EXTRACT TO READ:
I have this conversation with students time after time about how a practitioner can explore what they perceive to be drawing. It can be a really interesting or frustrating chat – I genuinely do love to hear what others see drawing as, and what they themselves do in response to that word. Some like to really explore and experiment, whereas others just want to perfect a certain technique, or maybe don’t feel they want to or can push those boundaries. For me, drawing is a translation, from one view to another. When people say they ‘can’t draw’, I find this frustrating as I think everyone can- it’s just what they believe their translations to be viewed as. I actually find that a slightly skewed version of say, a chair and table set, could be far more interesting that a study painstakingly drawn in HB as it offers that personal viewpoint and approach.
I think I felt encouraged to write this post because I often feel that students are very limited in their approach to drawing. I used to be guilty of this too at some point- sticking with comfortable media, at a comfortable scale…but it didn’t get me very far in those early days of finding my feet and aesthetic. What I really hope for my students is that they allow themselves to let go of their perceptions and really experiment with their drawings; push media boundaries, explore scale, work on a variety of surfaces, mix media and take risks.
Studying an art course especially gives you that chance and freedom to investigate, you sometimes don’t get that chance too often again once commissions start coming in for a certain style, or you are employed to work to specific briefs. Hopefully whatever paths you all take beyond the OCA you will find the time to still experiment and try new approaches, but whilst studying you absolutely should continuously embrace new possibilities! Eventually you will find your aesthetic but it will only truly come after you have eliminated techniques and built on others- only then will you be making fully informed and confident decisions.
I have listed a few practitioners that I personally feel push the concept of a ‘drawing’ and I hope it makes you think a little bit about what new things you could try with your own visual recordings. (Please note- opinions are my own, I don’t expect everyone to agree!)
 
Stacy Brafield is a textile artist who works across a variety of media. I particularly appreciate these installations where she has ‘drawn’ with video cassette tape as I love the bold and confident line quality. I used to set drawing tasks with students asking them to draw on a wall/floor/external space with electrical tape and this always produced some really great responses.

Debbie Smyth creates textural drawings using thread and pins- also showing that to draw you don’t always require conventional drawing materials.

Margaret Boozer is an artist choosing to explore surface and imagery using raw materials such as dirt. Her pieces have a beautiful range of surface, line and tonal qualities and show that you can create work from the natural materials around us. I chose to show her piece Red Dirt Drawing because I admire the translation of geometric forms using this material.
I wanted to include Alison Carlier because she surprised a lot of art critics by winning the Jerwood Drawing Prize in 2014 with an audio piece. She explores the concept of drawing through sound and I find it a really interesting approach; again proving that drawing isn’t just putting pen to paper sometimes. Drawing can also be time based (film)- so many possibilities! Please do go research her audio work- this is String Drawing:

I chose to include the work of Pae White and Gabriel Dawe because I like their use of drawing with thread in a much larger scale and using the lines to transform a space. I often encourage students to push their scale (if even to decide they actually hate working big and then find a scale they prefer!) and whilst I’m not suggesting to go this large, it is food for thought as to how the drawn line can differ across different sized surfaces/spaces.

DATA RECORDS:
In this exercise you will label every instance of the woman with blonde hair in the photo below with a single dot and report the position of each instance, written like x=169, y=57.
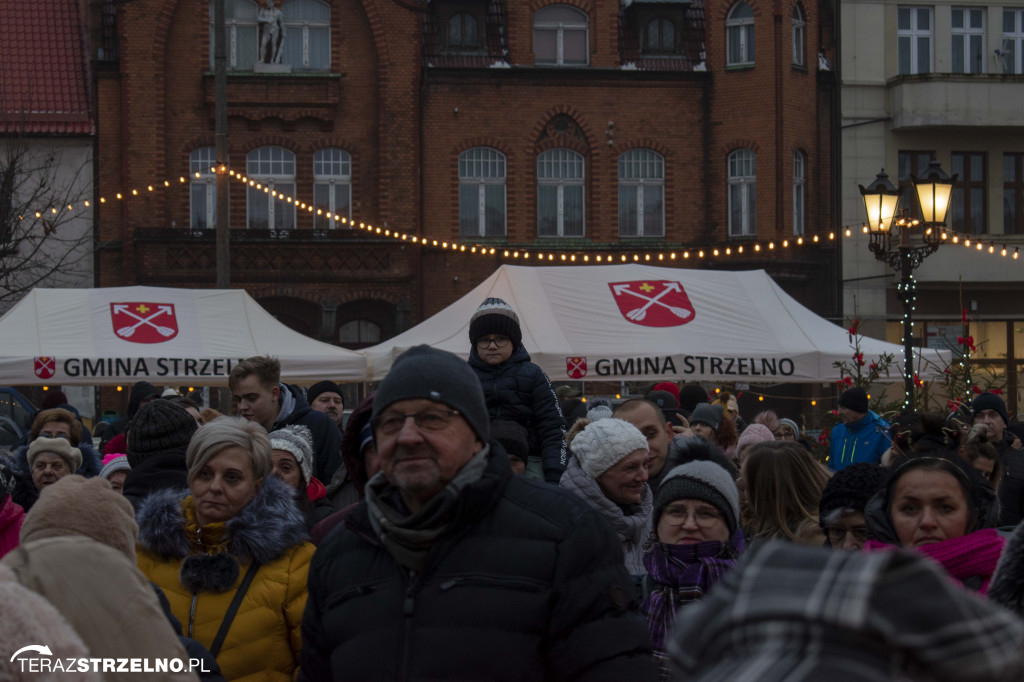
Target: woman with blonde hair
x=783, y=485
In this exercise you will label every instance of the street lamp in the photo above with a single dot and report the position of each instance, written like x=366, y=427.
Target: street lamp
x=890, y=231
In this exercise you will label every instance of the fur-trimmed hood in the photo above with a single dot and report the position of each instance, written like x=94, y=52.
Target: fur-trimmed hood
x=262, y=531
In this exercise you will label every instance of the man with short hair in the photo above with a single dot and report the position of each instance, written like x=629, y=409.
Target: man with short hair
x=452, y=567
x=255, y=384
x=326, y=396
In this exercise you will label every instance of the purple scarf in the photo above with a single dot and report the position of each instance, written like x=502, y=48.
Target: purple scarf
x=680, y=573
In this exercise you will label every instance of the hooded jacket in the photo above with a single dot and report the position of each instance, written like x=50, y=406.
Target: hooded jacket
x=525, y=584
x=199, y=569
x=519, y=390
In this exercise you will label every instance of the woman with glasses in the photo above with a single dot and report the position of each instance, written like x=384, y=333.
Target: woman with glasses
x=695, y=541
x=515, y=388
x=940, y=506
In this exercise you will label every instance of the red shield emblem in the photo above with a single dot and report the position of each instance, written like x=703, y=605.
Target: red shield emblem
x=144, y=323
x=576, y=367
x=45, y=367
x=652, y=302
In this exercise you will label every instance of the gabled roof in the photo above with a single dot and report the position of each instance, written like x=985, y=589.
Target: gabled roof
x=43, y=87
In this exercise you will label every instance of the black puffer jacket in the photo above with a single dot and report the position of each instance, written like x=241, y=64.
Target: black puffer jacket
x=528, y=584
x=519, y=390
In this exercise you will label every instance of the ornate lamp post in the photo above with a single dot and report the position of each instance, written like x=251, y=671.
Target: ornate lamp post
x=890, y=230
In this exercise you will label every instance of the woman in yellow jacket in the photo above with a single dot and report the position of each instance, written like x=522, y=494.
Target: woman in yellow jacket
x=235, y=540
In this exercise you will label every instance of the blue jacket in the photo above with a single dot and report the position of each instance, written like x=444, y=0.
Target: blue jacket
x=864, y=440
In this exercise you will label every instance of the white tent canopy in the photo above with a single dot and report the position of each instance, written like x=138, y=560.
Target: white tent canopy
x=613, y=323
x=171, y=336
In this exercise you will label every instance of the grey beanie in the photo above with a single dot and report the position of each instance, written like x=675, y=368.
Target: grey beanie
x=708, y=414
x=435, y=375
x=298, y=440
x=700, y=479
x=604, y=443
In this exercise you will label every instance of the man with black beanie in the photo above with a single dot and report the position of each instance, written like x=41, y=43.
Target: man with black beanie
x=450, y=557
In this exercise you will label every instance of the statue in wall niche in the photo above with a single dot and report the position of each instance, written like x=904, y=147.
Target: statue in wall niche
x=271, y=33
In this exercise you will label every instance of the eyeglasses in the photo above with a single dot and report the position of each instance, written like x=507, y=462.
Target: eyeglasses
x=499, y=341
x=429, y=420
x=705, y=517
x=837, y=534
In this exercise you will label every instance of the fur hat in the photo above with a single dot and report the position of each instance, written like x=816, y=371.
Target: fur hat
x=990, y=401
x=61, y=446
x=606, y=442
x=157, y=427
x=708, y=414
x=298, y=440
x=496, y=316
x=705, y=480
x=854, y=398
x=114, y=464
x=77, y=506
x=435, y=375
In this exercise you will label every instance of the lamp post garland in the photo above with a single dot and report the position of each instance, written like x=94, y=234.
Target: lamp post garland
x=890, y=230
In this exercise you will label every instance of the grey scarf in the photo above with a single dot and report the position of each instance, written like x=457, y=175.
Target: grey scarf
x=410, y=537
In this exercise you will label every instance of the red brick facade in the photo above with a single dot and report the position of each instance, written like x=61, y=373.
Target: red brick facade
x=404, y=108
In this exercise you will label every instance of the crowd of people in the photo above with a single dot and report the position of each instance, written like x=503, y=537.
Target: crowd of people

REQUEST: In the post about drawing, what prize did Alison Carlier win in 2014? The lines have no role in this exercise.

TASK RESPONSE: The Jerwood Drawing Prize, which she won with an audio piece.